What the task requires —
Retype the material word for word.

>> START Excerpted records

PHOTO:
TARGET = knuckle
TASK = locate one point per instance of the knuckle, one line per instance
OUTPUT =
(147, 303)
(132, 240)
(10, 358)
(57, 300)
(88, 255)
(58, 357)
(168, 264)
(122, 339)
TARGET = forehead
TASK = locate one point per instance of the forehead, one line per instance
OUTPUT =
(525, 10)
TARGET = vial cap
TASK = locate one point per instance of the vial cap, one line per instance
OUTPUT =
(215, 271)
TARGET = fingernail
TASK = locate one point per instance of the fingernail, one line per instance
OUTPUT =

>> END Excerpted records

Complete answer —
PHOTO:
TARGET = knuckle
TASK = locate one point per instance of the knuckle, one line per instance
OUTPUT =
(147, 303)
(132, 240)
(10, 358)
(57, 300)
(88, 255)
(58, 357)
(168, 264)
(122, 339)
TARGET = forehead
TASK = locate one point per instance of the forehead, one line per instance
OUTPUT =
(525, 10)
TARGET = vial cap
TASK = locate one point per instance of the vial cap, one line per instance
OUTPUT =
(215, 271)
TARGET = fingernail
TASK = locate one point per instance of the fingernail, one line per instance
OUTPUT =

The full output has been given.